THE EXERCISE: Reproduce each line of the records below verbatim, preserving every character and tab, and leave the pictures out.
★ ★ ★ ★ ★ ★ ★
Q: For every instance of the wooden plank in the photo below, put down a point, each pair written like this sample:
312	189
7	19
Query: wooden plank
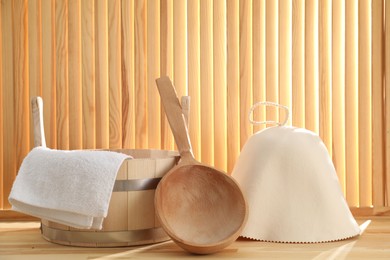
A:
1	115
311	65
351	105
21	82
272	57
246	68
62	88
114	73
194	74
140	75
166	66
325	73
101	67
20	98
259	54
220	82
298	63
387	101
75	74
233	83
372	244
128	69
35	52
338	90
285	55
153	72
206	82
180	47
88	108
364	110
378	116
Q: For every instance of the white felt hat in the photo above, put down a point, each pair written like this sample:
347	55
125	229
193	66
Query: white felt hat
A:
292	189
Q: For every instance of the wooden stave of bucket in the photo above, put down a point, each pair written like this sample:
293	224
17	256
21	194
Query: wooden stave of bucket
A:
131	218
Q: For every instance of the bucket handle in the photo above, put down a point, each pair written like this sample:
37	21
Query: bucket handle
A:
269	122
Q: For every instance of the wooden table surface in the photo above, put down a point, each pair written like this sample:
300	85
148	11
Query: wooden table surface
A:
22	240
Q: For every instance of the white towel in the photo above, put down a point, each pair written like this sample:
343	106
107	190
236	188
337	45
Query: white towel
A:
68	187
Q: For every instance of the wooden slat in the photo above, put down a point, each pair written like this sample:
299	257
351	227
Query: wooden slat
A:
49	73
62	88
220	91
2	110
272	57
153	72
246	67
378	117
259	54
166	66
140	75
351	105
206	81
387	101
101	67
338	90
285	54
325	73
364	92
194	74
298	63
233	83
114	73
311	65
180	47
75	74
88	107
20	87
34	52
128	70
9	149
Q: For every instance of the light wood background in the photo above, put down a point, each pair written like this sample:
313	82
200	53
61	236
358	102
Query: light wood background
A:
94	63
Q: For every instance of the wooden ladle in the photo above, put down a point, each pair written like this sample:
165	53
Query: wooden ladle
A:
202	209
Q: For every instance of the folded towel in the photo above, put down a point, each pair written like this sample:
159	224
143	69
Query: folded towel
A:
68	187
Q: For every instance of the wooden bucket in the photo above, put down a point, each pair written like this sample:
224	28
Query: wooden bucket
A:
131	218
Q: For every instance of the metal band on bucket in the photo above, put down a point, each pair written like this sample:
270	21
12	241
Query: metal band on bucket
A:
136	184
128	236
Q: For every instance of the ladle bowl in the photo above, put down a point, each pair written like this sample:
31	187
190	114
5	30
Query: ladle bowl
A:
201	208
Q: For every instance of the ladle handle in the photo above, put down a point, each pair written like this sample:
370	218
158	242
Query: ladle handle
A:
176	119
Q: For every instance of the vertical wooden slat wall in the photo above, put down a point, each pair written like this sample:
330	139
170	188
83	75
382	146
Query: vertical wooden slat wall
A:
95	64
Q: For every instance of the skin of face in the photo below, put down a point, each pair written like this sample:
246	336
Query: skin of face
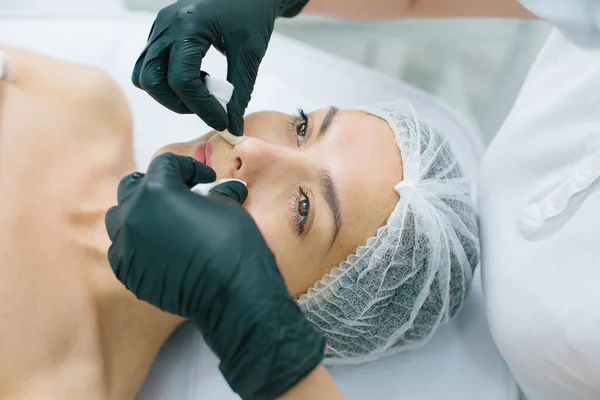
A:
289	163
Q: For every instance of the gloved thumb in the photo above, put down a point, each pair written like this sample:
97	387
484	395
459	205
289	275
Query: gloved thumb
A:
169	169
232	189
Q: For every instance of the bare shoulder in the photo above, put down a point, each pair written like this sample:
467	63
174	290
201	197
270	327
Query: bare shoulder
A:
82	96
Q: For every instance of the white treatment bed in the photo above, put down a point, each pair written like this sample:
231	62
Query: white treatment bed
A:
459	363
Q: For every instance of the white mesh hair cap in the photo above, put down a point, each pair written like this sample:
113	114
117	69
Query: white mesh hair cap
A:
414	274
★ ★ ★ ★ ★ ★ ★
ANSWER IN FULL:
Q: For every instance of the wooden plank in the photo below, put down a point, each pair written like this sample:
312	189
7	19
Query: wooden plank
A:
1	115
311	65
351	105
21	82
272	57
246	68
62	88
114	73
194	74
140	75
166	66
325	73
101	67
20	98
259	54
220	82
298	63
387	101
75	74
233	83
372	244
128	69
35	52
338	90
285	55
153	72
206	82
180	47
88	108
364	110
378	116
Q: For every instance of the white felt hat in the photo above, put down a point, each pair written like this sample:
347	55
125	229
193	66
Query: white felt hat
A:
292	189
Q: For every instance of the wooden stave of bucket in the photo above, put down a point, each pair written like this sample:
293	224
17	256
21	194
Query: wooden stave of bucket
A:
131	218
Q: For every instance of the bucket handle in the photo above, put down a point, each pair written like this sample:
37	21
Query: bucket handle
A:
269	122
Q: For every instance of the wooden table surface in the photo above, put down a point, each pair written like this sample:
300	85
148	11
Query: wooden table surface
A:
22	240
Q: For every instance of the white towel in the photo above, put down a point, each pair written like this sample:
343	106
107	190
236	188
337	45
Query: white towel
A:
68	187
Q: For every instance of the wooden slat in the photo above, put down a point, each pair written like this sample:
299	257
351	227
Query: wooden slat
A:
49	73
62	88
220	91
2	110
272	57
153	72
246	67
378	117
259	54
166	66
140	75
351	105
206	81
387	101
101	67
338	90
285	54
325	73
364	92
194	74
298	63
233	83
114	73
311	65
180	47
75	74
88	107
20	87
34	52
128	70
9	149
Q: For every instance of the light wood background in the photo above, put down a point, each pair written like this sample:
313	82
200	53
61	236
358	102
Query: light wood background
A:
94	63
Q: For every instance of the wooden ladle in the photo above, put down a point, each pair written like this sample:
165	53
Query: wooden ladle
A:
202	209
Q: For every instance of the folded towel in the photo above, put down a point, each pair written like this sample:
159	224
143	69
Query: folded towel
A:
68	187
Q: For every instance of the wooden bucket in the photo above, put down a point, each pair written like this sample:
224	28
Query: wooden bucket
A:
131	218
Q: For every instance of the metal band on bucket in the photo above, put down a point, each pair written like this sample:
270	21
12	241
Query: metal band on bucket
A:
136	184
128	236
Q: For every instance of the ladle bowl in the photo above, put down a point, each pair written like this sample:
31	187
190	114
5	30
Query: ladle bowl
A:
201	208
Q: For every instance of the ladle handle in the photo above, put down a point, each pair written like this sample:
370	218
158	242
Query: ladle handle
A:
176	119
Q: For every instance of the vertical wooden slat wall in the photo above, put down a point, each pair written like this sample:
330	139
170	188
83	75
382	146
Query: vertical wooden slat wall
A:
95	64
Q: For every instance of the skin of face in the photo below, put down a point, each pair written like this sample:
246	336
Query: skin of face
A:
289	163
Q: For every instance of the gloved thumb in the photo above, put down a point, each pair written like this sample:
97	387
484	395
459	205
289	275
Query: gloved thumb
A:
169	169
232	189
Q: For every instance of the bare shoulder in the photo above, put down a point, each pair written like this sample:
467	63
174	290
201	197
270	327
Query: bare shoulder
A:
82	96
Q: For every instance of the white treatment bed in the photo above, put down a point, each pair written like this sample:
231	62
Query: white treatment bed
A:
459	363
Q: For every instance of the white mesh hair cap in the photo above, put down a point, each pair written like this sample:
113	114
117	69
Query: white mesh hair cap
A:
414	274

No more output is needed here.